## GOAL
Count the lines below that contain the string "pink", matching case exactly, and reply with only the number.

>>>>>

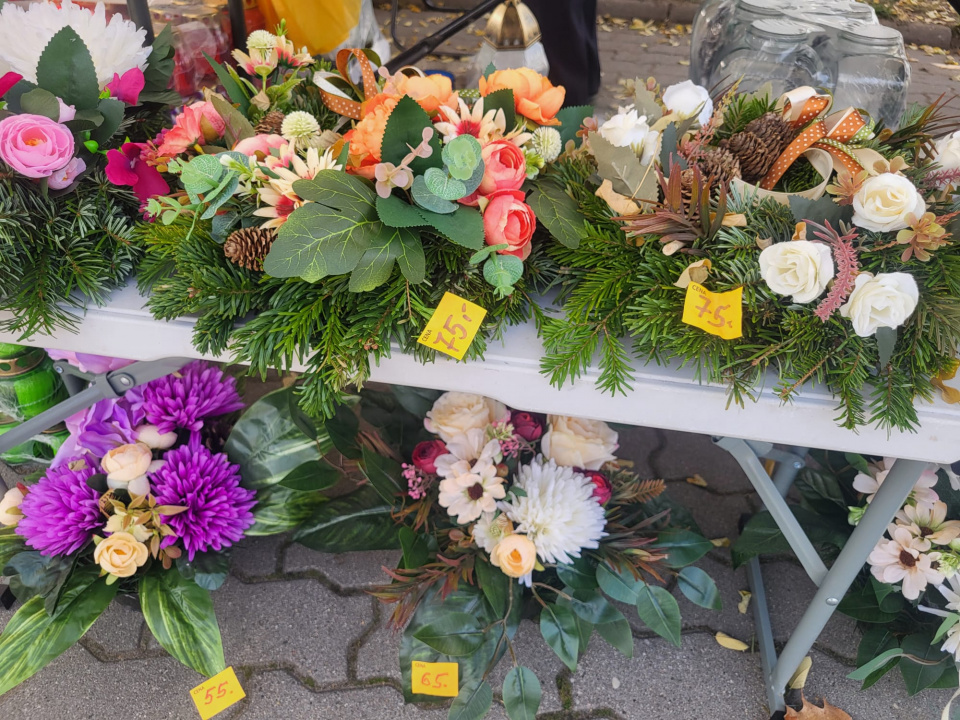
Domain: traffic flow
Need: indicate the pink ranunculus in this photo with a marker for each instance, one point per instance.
(127, 167)
(127, 88)
(508, 219)
(35, 146)
(65, 176)
(198, 123)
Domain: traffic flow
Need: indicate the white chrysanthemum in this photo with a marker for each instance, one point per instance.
(115, 46)
(558, 512)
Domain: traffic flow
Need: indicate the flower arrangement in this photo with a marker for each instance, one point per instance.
(142, 501)
(333, 215)
(837, 232)
(73, 84)
(906, 598)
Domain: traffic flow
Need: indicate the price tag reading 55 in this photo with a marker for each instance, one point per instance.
(217, 694)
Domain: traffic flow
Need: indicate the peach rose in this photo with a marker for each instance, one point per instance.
(534, 96)
(121, 554)
(508, 219)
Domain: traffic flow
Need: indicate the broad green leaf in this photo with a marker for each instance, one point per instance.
(32, 638)
(558, 626)
(358, 521)
(180, 615)
(659, 611)
(521, 694)
(454, 634)
(558, 213)
(699, 588)
(66, 69)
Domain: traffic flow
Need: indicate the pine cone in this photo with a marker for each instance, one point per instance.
(248, 247)
(270, 123)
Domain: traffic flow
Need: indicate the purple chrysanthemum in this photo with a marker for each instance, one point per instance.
(61, 512)
(208, 485)
(200, 390)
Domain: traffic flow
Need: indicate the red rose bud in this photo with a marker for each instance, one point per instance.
(425, 455)
(529, 426)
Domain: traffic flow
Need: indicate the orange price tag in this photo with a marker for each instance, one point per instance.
(716, 313)
(453, 326)
(217, 694)
(440, 679)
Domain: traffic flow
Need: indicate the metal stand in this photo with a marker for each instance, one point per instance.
(833, 583)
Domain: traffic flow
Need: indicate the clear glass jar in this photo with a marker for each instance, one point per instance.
(873, 72)
(774, 51)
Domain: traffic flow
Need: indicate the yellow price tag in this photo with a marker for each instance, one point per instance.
(716, 313)
(217, 694)
(453, 326)
(440, 679)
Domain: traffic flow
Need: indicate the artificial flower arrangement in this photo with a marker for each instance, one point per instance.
(837, 232)
(331, 217)
(907, 598)
(73, 85)
(142, 502)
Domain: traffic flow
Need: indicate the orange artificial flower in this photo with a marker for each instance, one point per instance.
(535, 97)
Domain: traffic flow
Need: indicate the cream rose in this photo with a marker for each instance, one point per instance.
(454, 413)
(884, 201)
(121, 554)
(799, 268)
(576, 442)
(689, 100)
(515, 555)
(9, 507)
(886, 300)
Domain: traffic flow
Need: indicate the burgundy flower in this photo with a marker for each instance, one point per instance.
(426, 453)
(529, 426)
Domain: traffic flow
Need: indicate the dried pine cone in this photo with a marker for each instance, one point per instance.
(270, 123)
(248, 247)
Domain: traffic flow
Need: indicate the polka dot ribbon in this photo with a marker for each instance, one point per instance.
(833, 133)
(343, 106)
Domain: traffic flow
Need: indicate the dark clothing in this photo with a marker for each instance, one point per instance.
(569, 29)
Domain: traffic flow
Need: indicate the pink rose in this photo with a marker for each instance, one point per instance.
(508, 219)
(34, 146)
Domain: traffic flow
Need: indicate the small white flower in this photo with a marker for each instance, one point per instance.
(886, 300)
(799, 268)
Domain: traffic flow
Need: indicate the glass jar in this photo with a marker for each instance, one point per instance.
(873, 72)
(773, 51)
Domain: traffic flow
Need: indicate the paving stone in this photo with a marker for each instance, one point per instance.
(299, 623)
(346, 570)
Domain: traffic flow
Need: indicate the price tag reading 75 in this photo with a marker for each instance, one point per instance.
(719, 314)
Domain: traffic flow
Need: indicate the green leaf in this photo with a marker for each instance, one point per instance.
(454, 634)
(32, 638)
(621, 585)
(180, 615)
(358, 521)
(558, 213)
(699, 588)
(521, 694)
(683, 547)
(66, 69)
(558, 626)
(660, 612)
(405, 128)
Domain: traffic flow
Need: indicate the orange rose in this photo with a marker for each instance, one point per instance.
(535, 97)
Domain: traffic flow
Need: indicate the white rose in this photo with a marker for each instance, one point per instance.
(886, 300)
(628, 129)
(884, 202)
(454, 413)
(10, 502)
(688, 100)
(799, 268)
(575, 442)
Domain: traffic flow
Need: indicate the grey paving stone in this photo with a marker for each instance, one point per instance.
(298, 624)
(346, 570)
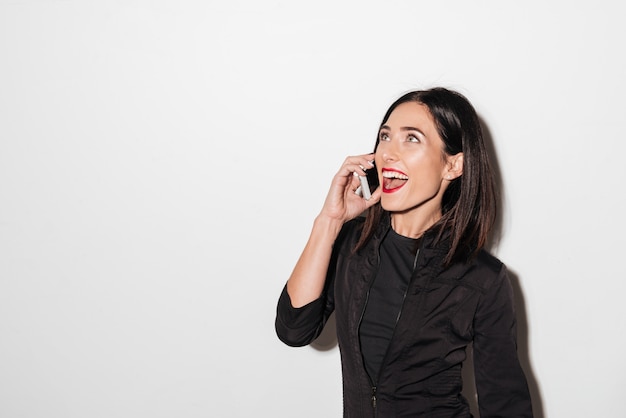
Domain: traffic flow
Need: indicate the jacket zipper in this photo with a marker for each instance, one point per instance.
(367, 296)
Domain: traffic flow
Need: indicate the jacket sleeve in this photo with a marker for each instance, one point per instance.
(297, 327)
(500, 381)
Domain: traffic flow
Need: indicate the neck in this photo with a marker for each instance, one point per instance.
(412, 226)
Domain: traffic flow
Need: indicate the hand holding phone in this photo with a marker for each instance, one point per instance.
(369, 182)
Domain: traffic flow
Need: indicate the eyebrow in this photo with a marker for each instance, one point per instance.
(404, 128)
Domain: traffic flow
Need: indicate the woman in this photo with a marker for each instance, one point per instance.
(410, 283)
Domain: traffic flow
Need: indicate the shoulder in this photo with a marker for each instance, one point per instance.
(350, 232)
(485, 271)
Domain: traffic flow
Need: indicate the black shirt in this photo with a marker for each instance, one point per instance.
(386, 294)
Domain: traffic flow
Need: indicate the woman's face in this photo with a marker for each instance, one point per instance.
(411, 164)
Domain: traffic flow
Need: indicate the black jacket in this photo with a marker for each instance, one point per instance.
(444, 311)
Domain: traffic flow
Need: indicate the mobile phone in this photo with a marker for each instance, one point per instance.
(369, 182)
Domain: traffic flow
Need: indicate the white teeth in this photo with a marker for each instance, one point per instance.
(394, 175)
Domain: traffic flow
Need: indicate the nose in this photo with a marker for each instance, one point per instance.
(389, 151)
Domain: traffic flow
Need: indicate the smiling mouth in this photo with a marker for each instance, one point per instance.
(393, 180)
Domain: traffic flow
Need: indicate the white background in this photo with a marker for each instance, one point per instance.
(161, 163)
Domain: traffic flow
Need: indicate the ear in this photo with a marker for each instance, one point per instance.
(454, 167)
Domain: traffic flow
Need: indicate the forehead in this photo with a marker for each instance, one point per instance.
(411, 114)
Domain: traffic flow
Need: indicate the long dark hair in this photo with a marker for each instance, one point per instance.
(470, 203)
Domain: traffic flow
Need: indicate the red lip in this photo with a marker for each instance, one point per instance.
(386, 182)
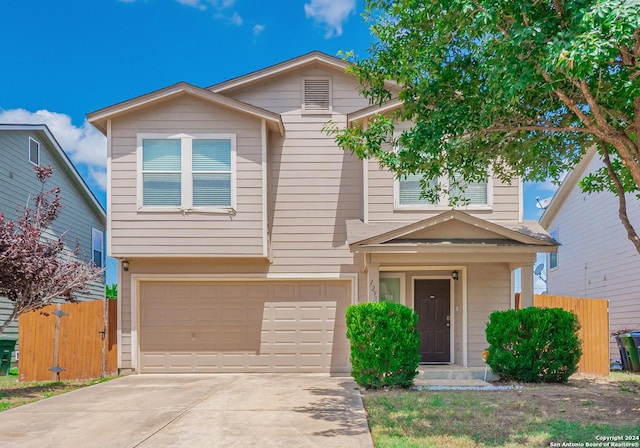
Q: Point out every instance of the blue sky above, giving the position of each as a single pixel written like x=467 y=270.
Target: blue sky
x=62 y=60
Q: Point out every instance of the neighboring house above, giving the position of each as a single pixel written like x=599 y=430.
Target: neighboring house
x=595 y=259
x=23 y=146
x=243 y=231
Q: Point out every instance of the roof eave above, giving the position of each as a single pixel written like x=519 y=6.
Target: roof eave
x=567 y=185
x=276 y=69
x=100 y=117
x=450 y=248
x=66 y=160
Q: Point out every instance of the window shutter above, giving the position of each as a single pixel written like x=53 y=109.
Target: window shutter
x=317 y=95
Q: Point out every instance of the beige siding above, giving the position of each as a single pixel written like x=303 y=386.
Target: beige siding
x=489 y=290
x=284 y=94
x=140 y=233
x=314 y=185
x=506 y=201
x=19 y=185
x=595 y=258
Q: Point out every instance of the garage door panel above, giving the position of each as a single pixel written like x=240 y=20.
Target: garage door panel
x=262 y=326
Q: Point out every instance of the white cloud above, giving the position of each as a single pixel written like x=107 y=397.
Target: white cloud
x=236 y=19
x=84 y=145
x=218 y=5
x=331 y=13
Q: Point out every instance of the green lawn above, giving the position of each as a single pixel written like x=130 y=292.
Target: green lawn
x=585 y=410
x=14 y=393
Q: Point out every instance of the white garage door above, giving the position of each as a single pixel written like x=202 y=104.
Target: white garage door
x=252 y=326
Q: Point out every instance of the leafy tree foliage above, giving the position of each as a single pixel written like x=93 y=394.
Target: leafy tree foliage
x=36 y=269
x=504 y=87
x=384 y=344
x=534 y=344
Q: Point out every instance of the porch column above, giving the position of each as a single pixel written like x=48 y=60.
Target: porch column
x=526 y=285
x=373 y=282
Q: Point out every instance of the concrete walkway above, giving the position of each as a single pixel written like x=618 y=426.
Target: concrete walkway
x=227 y=410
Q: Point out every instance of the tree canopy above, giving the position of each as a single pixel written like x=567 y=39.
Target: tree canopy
x=510 y=88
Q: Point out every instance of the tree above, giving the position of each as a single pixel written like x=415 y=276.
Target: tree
x=510 y=88
x=111 y=291
x=36 y=268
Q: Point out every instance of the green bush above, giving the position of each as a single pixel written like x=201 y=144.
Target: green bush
x=384 y=344
x=536 y=345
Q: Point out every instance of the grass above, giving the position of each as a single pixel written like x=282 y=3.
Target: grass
x=14 y=393
x=534 y=416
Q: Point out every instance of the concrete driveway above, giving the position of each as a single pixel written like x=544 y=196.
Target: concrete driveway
x=227 y=410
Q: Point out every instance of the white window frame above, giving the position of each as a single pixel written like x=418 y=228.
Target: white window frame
x=31 y=139
x=443 y=203
x=555 y=235
x=186 y=177
x=95 y=231
x=302 y=91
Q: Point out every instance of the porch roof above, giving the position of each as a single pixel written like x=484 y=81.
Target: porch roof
x=451 y=229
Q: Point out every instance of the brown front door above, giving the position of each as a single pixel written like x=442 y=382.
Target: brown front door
x=432 y=301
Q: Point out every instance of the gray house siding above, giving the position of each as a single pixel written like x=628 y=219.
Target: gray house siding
x=18 y=186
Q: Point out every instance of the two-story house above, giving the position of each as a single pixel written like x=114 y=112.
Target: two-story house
x=243 y=231
x=24 y=146
x=596 y=259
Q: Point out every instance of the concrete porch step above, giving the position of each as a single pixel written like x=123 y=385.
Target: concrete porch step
x=453 y=372
x=450 y=383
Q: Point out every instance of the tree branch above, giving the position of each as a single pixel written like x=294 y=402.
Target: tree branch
x=568 y=101
x=622 y=201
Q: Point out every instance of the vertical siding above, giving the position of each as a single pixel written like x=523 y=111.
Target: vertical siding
x=595 y=258
x=136 y=233
x=18 y=184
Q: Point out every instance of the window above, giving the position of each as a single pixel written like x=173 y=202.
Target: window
x=34 y=151
x=553 y=257
x=97 y=247
x=317 y=95
x=185 y=172
x=408 y=193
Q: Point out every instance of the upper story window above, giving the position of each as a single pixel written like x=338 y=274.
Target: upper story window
x=34 y=151
x=184 y=172
x=409 y=193
x=553 y=256
x=97 y=247
x=316 y=95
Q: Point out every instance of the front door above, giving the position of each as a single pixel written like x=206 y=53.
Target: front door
x=432 y=302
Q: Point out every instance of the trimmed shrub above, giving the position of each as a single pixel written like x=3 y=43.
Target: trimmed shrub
x=384 y=344
x=535 y=345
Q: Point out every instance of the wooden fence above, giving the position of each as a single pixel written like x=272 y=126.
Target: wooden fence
x=593 y=315
x=68 y=341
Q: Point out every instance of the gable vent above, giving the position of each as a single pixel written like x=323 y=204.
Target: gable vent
x=317 y=95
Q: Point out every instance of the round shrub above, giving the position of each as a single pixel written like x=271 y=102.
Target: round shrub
x=534 y=344
x=384 y=344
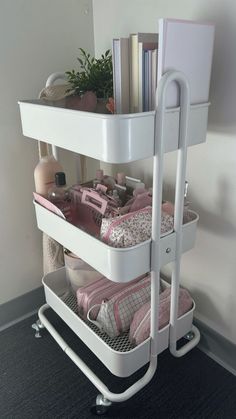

<<<<<

## RESPONSE BELOW
2